RAW DATA
— start —
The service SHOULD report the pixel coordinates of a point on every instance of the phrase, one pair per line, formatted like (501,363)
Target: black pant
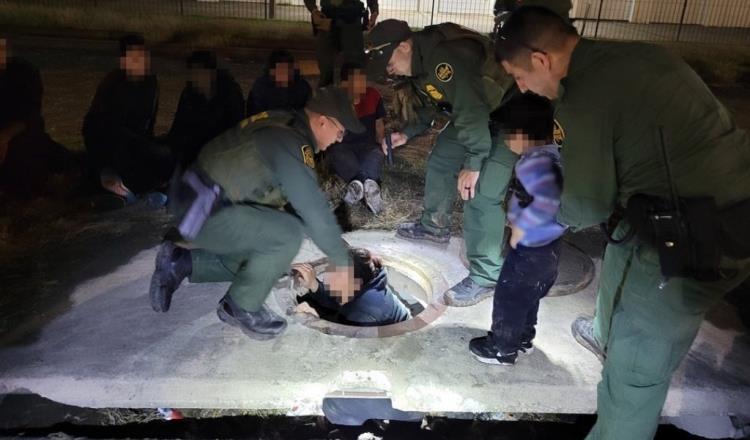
(143,164)
(527,275)
(356,161)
— end —
EXERCISE INSTRUCTIONS
Set down the records above word for word, leaving out the pictures.

TASK SOLUTION
The service SHOULD report the pixel coordinates of a point on every instance of the phrase, one pair per line, formatted like (501,363)
Target: black pant
(143,164)
(527,275)
(356,161)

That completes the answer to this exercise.